INPUT
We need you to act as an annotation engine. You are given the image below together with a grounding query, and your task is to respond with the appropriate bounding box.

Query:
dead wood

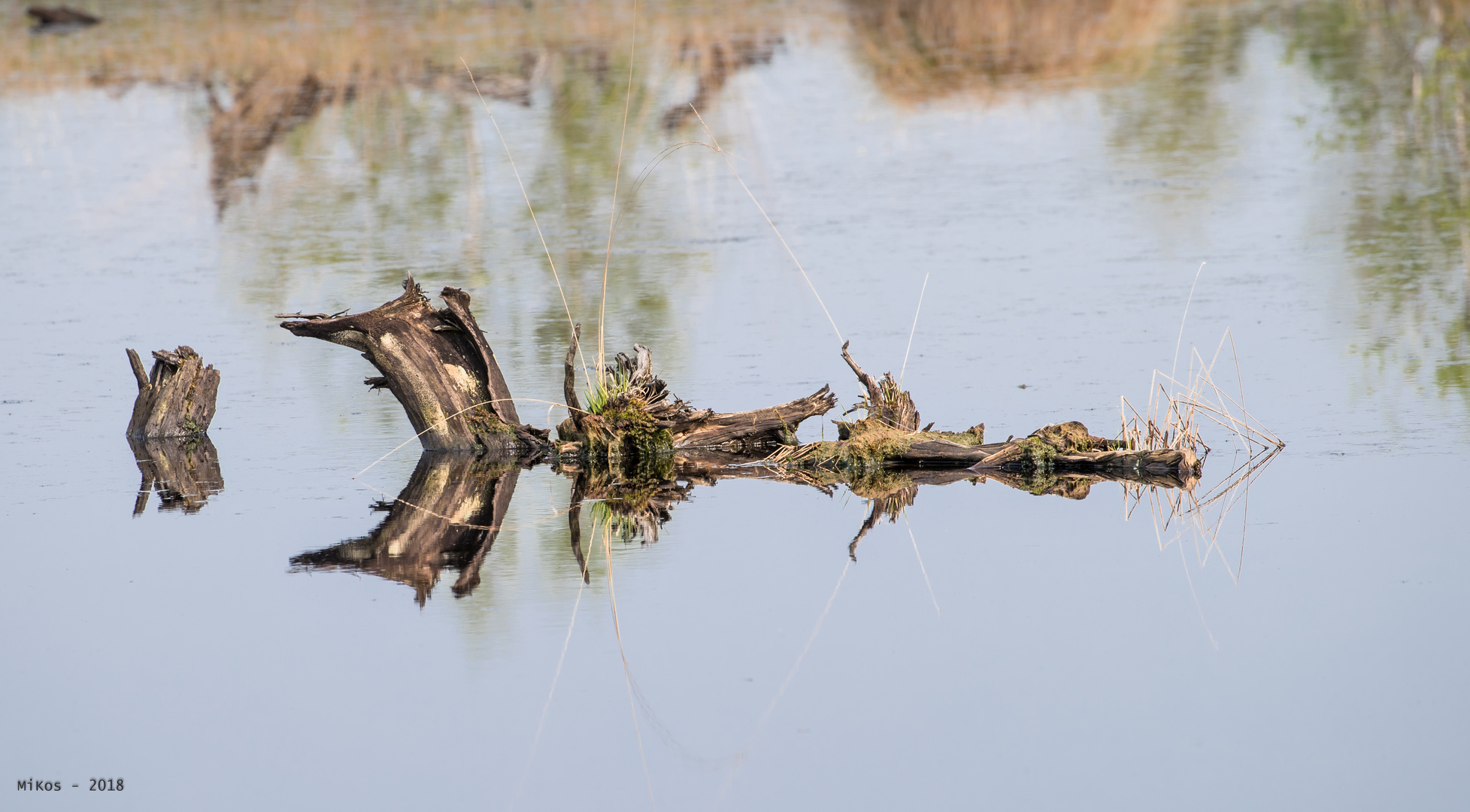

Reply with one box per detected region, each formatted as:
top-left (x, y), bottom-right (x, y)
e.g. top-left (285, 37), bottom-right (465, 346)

AIM
Lay out every line of the items above as a Markdown table with the columns Row and Line, giving each row a number and skipping blank lines. Leave the pictures out of the table.

FULL RESPONSE
| Row | Line |
|---|---|
| 1 | We need you to act as an annotation engine. You are given the image below together with a grounding query, and your task is to respond with the appropriate bounding box. |
| 2 | Query: |
| 3 | dead wood |
| 4 | Reply with one box per detected region, each formatted as: |
| 5 | top-left (x, y), bottom-right (x, y) |
| 6 | e.g. top-left (285, 37), bottom-right (465, 346) |